--- Records for the task ---

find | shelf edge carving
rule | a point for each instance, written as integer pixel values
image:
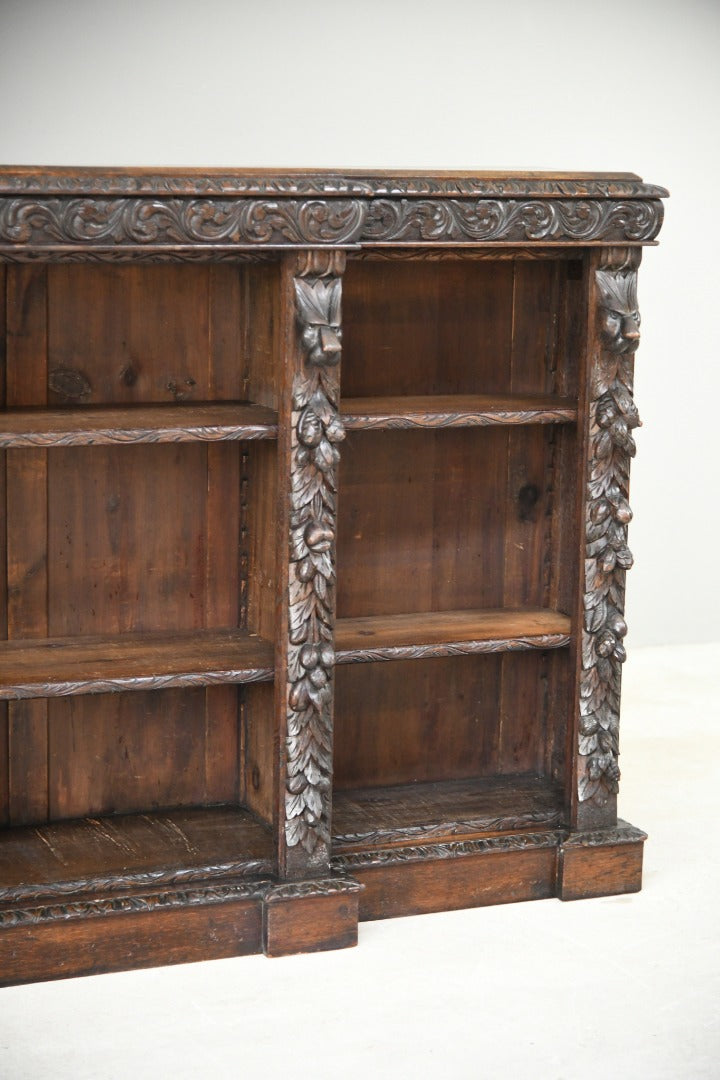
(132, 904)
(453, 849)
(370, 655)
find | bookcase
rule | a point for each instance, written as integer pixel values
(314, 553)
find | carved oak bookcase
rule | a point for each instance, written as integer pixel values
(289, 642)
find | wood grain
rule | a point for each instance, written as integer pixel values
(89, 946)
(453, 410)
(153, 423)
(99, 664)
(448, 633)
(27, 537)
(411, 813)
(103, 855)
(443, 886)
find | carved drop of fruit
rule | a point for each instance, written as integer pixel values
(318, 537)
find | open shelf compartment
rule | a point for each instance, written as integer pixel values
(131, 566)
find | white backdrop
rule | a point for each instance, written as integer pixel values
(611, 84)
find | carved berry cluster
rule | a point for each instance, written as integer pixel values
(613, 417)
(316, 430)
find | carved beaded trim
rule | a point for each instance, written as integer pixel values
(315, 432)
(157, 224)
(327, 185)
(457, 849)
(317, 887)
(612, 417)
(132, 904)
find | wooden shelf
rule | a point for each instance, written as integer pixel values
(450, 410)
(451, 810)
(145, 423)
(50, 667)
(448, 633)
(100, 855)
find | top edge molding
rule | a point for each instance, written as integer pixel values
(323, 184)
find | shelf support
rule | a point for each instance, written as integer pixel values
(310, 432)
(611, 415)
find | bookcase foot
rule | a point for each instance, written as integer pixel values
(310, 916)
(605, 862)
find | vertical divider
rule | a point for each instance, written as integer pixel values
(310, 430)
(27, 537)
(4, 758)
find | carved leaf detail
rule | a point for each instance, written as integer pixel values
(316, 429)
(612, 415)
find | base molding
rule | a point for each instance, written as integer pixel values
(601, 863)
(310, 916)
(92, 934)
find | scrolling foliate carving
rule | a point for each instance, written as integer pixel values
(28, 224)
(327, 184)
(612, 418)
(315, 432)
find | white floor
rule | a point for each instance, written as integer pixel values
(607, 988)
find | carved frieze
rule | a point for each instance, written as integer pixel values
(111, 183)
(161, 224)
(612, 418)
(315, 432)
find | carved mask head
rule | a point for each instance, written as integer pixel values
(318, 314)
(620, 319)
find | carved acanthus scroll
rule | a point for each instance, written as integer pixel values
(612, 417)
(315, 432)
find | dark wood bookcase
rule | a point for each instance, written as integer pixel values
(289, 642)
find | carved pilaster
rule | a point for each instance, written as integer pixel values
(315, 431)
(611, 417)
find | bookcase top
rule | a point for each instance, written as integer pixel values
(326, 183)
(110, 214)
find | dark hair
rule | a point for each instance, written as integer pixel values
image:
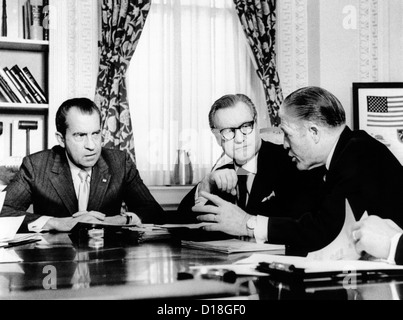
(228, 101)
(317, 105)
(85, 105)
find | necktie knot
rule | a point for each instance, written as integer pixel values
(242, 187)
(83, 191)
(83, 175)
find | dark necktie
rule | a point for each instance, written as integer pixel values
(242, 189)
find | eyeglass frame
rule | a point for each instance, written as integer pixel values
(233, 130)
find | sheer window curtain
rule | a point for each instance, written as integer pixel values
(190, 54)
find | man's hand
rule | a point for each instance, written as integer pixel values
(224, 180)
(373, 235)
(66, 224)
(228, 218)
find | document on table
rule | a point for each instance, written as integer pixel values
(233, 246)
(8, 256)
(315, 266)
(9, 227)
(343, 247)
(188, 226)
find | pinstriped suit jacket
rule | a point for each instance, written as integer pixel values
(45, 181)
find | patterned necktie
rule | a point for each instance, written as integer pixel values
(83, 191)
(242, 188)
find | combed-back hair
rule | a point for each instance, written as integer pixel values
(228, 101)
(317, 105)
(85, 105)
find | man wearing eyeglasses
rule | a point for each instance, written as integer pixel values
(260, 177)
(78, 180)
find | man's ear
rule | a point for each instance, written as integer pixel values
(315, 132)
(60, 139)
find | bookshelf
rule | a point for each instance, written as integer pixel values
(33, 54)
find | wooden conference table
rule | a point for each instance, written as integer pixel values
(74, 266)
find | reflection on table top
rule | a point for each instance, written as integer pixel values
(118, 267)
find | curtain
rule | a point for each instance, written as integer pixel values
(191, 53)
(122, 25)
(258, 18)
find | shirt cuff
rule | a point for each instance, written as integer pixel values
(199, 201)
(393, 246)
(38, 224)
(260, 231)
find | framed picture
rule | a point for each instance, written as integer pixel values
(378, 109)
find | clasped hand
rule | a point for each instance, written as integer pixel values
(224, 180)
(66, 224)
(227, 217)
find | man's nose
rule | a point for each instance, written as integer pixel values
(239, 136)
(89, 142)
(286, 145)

--- Exercise directions ---
Above are the records; copy every one of them exactly and omit the images.

--- Task solution ---
find | shelf edge carving
rule | a point for each instance, written as integer pixel values
image:
(132, 904)
(453, 849)
(370, 655)
find | bookcase
rule | a point for each instance, written as integer pixel values
(314, 553)
find | carved oak bookcase
rule | a point for each instance, written as integer pixel values
(289, 642)
find | wood grain
rule | a point for each instance, written as integer pixel values
(89, 946)
(453, 410)
(153, 423)
(99, 664)
(448, 633)
(27, 537)
(411, 813)
(103, 855)
(443, 886)
find | carved drop of fruit
rule | a point for each instance, written as integer pixel values
(318, 537)
find | open shelf compartment
rule | a point for each instance, written as integer pixel values
(131, 566)
find | white backdrop
rule | a point for each instance, written as integer pixel values
(611, 84)
find | carved berry cluster
rule | a point for each instance, written as integer pixel values
(613, 417)
(316, 430)
find | carved beaded trim
rule | a point for each instance, written as integer pixel values
(315, 432)
(157, 224)
(327, 185)
(457, 849)
(317, 887)
(612, 417)
(132, 904)
find | wooden shelf
rule | a point for each instance, written as integer pixel values
(450, 410)
(451, 810)
(145, 423)
(50, 667)
(448, 633)
(100, 855)
find | top edge molding
rule | a point for each instance, written as integer pixel values
(323, 184)
find | shelf support
rule | a point for each instance, written as integer pixel values
(310, 432)
(611, 415)
find | bookcase foot
rule | a point for each instance, written as integer pixel values
(310, 916)
(605, 862)
find | vertical divider
rule | a point for each instance, written as integer pixel values
(310, 430)
(27, 537)
(4, 758)
find | carved leaf detail
rule | a point for each instance, written as integer pixel values
(316, 429)
(612, 415)
find | base molding
rule | a point for each instance, written as integer pixel values
(601, 863)
(310, 916)
(92, 934)
find | scrolling foliate carving
rule | a point for each instance, written as integer pixel values
(28, 224)
(327, 184)
(612, 418)
(315, 432)
find | white floor
rule | a point for each instance, written as integer pixel values
(607, 988)
find | carved frieze
rule | a point for each instance, written as integer pixel values
(111, 183)
(161, 224)
(612, 418)
(315, 432)
find | carved mask head
rule | a point for each instance, written as integer pixel values
(318, 314)
(620, 319)
find | carved acanthus scroll
rule | a point for each instance, written as integer pixel values
(612, 417)
(315, 432)
find | dark wood bookcase
rule | a point for each instance, written as integer pixel values
(289, 642)
find | carved pilaster
rule | a point for each instance, written as integer pixel values
(315, 431)
(611, 417)
find | bookcase top
rule | a point for each instance, written as integer pixel values
(326, 183)
(110, 214)
find | dark hair
rule | a point for each instance, written as integer pixel values
image:
(228, 101)
(317, 105)
(85, 105)
find | necktie knot
rule | a point for each instance, written as integer pixel values
(242, 187)
(83, 191)
(83, 175)
find | dark necktie
rule | a point for each instance, written as integer pixel values
(242, 189)
find | eyeglass frame
rule | a point for each instance, written as integer pixel values
(233, 130)
find | sheer window curtain
rule | a point for each instance, written as integer pixel values
(190, 54)
find | man's hand
rule | a point for each instance, written as integer pixel values
(224, 180)
(373, 235)
(66, 224)
(228, 218)
find | document on table
rule | a point for each instance, written as integer pixel values
(233, 246)
(8, 256)
(315, 266)
(9, 227)
(343, 247)
(188, 226)
find | pinstriped suit jacket
rule | a point for each instance, written as integer pixel values
(45, 181)
find | patterned necktie
rule | a point for each instance, written as integer pixel values
(83, 191)
(242, 188)
find | combed-back hair
rule | a point for each instance, written as integer pixel values
(228, 101)
(317, 105)
(85, 105)
find | man wearing eyeglasses
rule | a point for each instance, written as integer pixel values
(260, 177)
(78, 180)
find | man's ear
rule | a point for each instance, written as integer pixel values
(315, 132)
(60, 139)
find | bookshelf
rule | a point for each instance, written as integer pixel values
(33, 54)
find | wooden conference table
rule | a point for each instance, written as integer pixel values
(74, 266)
find | reflection on table top
rule | a point for each instance, written as integer pixel values
(118, 267)
find | curtain
rule | a point for each instance, written as integer pixel values
(191, 53)
(122, 25)
(258, 18)
find | shirt cuff
rule | a point for each instance, written as integer pixel values
(199, 201)
(393, 246)
(38, 224)
(260, 231)
find | framed picture
rule | a point for each instance, written as integer pixel values
(378, 109)
find | clasped hand
rule | a point for each instance, written as integer pixel values
(224, 180)
(66, 224)
(227, 217)
find | man's nose
rule | a point for each instance, written as integer pixel values
(239, 136)
(89, 142)
(286, 145)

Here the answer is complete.